#### WHAT THIS TASK INVOLVES
Print verbatim every line starting at the one that contains "Target: wedding ring" and ending at the final line of the records; include both endpoints.

** Start GIVEN RECORDS **

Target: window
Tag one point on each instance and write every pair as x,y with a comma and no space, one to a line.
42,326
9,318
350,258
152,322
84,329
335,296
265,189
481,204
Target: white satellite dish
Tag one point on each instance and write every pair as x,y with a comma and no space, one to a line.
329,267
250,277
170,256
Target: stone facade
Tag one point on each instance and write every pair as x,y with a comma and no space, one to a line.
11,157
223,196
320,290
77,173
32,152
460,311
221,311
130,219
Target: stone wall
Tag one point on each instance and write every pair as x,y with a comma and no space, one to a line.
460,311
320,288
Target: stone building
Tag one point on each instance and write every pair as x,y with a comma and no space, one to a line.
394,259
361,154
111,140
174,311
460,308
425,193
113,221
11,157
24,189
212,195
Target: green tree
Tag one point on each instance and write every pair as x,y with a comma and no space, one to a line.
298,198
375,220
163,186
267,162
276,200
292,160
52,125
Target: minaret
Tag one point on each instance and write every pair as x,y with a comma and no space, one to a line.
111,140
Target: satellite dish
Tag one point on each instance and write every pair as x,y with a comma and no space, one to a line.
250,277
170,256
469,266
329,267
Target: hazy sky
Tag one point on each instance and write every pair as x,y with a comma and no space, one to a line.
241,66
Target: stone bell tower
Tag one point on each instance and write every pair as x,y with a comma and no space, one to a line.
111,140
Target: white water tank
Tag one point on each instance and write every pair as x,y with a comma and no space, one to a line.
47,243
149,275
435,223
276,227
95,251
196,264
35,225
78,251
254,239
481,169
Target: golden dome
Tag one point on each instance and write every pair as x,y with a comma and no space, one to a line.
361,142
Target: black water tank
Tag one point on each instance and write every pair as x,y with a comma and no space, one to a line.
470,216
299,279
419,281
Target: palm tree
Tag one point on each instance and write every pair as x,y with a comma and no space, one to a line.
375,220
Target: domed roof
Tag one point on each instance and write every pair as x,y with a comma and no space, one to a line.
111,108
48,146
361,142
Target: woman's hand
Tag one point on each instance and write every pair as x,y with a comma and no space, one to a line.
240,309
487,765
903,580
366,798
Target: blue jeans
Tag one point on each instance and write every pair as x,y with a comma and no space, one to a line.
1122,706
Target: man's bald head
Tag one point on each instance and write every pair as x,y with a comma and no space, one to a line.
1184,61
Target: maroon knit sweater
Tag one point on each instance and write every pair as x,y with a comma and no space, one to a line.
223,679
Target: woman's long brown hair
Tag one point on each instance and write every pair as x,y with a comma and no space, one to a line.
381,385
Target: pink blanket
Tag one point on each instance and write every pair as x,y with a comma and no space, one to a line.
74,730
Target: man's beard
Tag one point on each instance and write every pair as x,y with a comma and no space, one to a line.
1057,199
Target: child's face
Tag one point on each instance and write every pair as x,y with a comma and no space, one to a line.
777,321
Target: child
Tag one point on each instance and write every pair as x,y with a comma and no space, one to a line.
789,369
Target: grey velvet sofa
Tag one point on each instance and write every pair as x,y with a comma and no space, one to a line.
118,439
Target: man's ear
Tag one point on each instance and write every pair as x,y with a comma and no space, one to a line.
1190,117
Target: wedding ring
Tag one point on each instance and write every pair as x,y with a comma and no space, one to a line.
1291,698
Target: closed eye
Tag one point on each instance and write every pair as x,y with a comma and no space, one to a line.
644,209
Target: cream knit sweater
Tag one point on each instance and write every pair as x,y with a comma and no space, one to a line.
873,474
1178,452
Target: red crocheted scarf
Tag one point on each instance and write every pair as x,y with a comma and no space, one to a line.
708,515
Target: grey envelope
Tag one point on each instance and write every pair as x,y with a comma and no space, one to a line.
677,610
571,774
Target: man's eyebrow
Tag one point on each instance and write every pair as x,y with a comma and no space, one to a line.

** End GIVEN RECORDS **

#### OUTPUT OF THE EXERCISE
Target: wedding ring
Tag one point on each instance and write every pair as x,y with a comma and no space, one to a line.
1291,698
Target: closed eye
Tag one point on each instance and write every pair as x,y with a comma and no space, one to a line.
644,209
Target: cream knit sweater
Tag one point on each instance and write every pair as x,y with a comma and no space, one to a line.
873,474
1178,452
Target: red crocheted scarf
Tag one point on each instance and write every pair as x,y with a comma and no space, one to a line.
708,515
Target: grey envelope
Tag one point on each instance and write every pair as x,y with a comma and no space, one to a line.
677,610
571,774
Target: man's eyebrow
Tag one point on each instance and write every pair as x,y with a comma and no space, one to a line.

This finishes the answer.